AIM OF THE EXERCISE ::
Rewrite all the items below, substituting "marker" for every "keypoint" and changing nothing else.

(Object pointing dataset rows)

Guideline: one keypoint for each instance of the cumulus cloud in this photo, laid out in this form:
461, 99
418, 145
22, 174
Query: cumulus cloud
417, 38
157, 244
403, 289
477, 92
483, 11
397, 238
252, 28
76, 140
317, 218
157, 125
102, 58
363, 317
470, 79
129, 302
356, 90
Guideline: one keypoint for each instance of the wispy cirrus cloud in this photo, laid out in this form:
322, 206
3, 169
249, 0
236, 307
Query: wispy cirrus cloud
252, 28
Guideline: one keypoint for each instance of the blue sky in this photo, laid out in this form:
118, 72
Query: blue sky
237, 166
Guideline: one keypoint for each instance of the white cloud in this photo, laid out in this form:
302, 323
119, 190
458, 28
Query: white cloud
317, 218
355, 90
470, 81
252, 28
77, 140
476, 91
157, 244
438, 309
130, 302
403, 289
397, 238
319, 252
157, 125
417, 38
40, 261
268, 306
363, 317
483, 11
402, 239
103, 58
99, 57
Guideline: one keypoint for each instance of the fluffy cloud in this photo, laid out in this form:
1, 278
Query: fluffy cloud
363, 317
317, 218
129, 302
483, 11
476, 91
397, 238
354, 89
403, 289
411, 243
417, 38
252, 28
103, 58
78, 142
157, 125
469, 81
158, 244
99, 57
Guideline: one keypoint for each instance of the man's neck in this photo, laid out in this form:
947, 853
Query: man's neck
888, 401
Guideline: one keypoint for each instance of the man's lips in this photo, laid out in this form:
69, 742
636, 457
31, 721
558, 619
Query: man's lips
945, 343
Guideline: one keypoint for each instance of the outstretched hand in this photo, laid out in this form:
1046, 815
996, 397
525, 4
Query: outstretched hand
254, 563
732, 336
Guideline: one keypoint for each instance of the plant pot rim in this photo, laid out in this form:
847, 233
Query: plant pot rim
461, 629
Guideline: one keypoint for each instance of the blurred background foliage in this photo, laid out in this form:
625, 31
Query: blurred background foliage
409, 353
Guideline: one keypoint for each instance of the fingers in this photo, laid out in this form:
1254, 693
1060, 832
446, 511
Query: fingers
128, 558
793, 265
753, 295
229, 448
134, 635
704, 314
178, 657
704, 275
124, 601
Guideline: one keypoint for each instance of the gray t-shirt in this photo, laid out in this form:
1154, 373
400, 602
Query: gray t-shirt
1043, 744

TASK ANSWER ::
Guideline: one marker for each instance of the cumulus cloud in this photo, laid out in this form:
461, 99
418, 145
22, 174
Query: cumulus cloud
417, 38
157, 244
403, 289
477, 92
483, 11
397, 238
252, 28
76, 140
317, 218
157, 125
102, 58
363, 317
470, 79
129, 302
356, 90
Guideline: one marker for each instance of the wispy cirrus cloud in this photo, laid out in this form:
322, 206
3, 169
249, 0
236, 307
Query: wispy cirrus cloud
252, 28
Guideline: one marker for each instance of the blue sky in this photo, laid out in this form:
118, 72
Query: blue sky
237, 166
Guideline: one marker for each instance of the white cloud in this photo, laid out in this form:
302, 323
119, 190
458, 28
Query: white cloud
317, 218
355, 90
470, 81
252, 28
77, 140
476, 91
157, 244
438, 309
130, 302
403, 289
397, 238
319, 252
157, 125
417, 38
40, 261
268, 306
363, 317
483, 11
402, 239
103, 58
99, 57
Guideline: one marker for each instance of the fluffy cloud in this photo, laid out in this form:
1, 278
Query: fluffy cloud
363, 317
317, 218
129, 302
483, 11
476, 91
397, 238
354, 89
403, 289
411, 243
417, 38
252, 28
103, 58
78, 142
157, 125
469, 81
158, 244
99, 57
Guideline: one marker for each instance of the man's neck in this photo, laid out in this form:
947, 853
Query: man's neck
888, 401
Guideline: one marker for each instance of the man's lips in this photo, laid out in this form:
69, 742
636, 457
31, 721
558, 619
Query: man's lips
945, 343
Guideline: one marker for each instance of the outstretched hand in this photo, laid out in this form:
1046, 815
996, 397
525, 4
Query: outstretched hand
254, 563
732, 336
Guideline: one marker for each instance of the plant pot rim in this photo, laid out in this form:
847, 233
Query: plant pot rim
461, 629
Guideline: one marker for each instance of the blurred background foliage in this photo, laid out in this form:
625, 31
Query: blurred background foliage
409, 353
Guideline: one marker for each instance of the fingers in this photo, laid out in this form:
1254, 693
1060, 832
446, 511
Query: fingers
128, 558
793, 265
753, 295
229, 448
134, 635
704, 314
178, 657
704, 275
124, 601
Guideline: one marker for each instance of the gray t-shirt in this photo, laid out in this form:
1154, 373
400, 602
Query: gray t-shirt
1043, 744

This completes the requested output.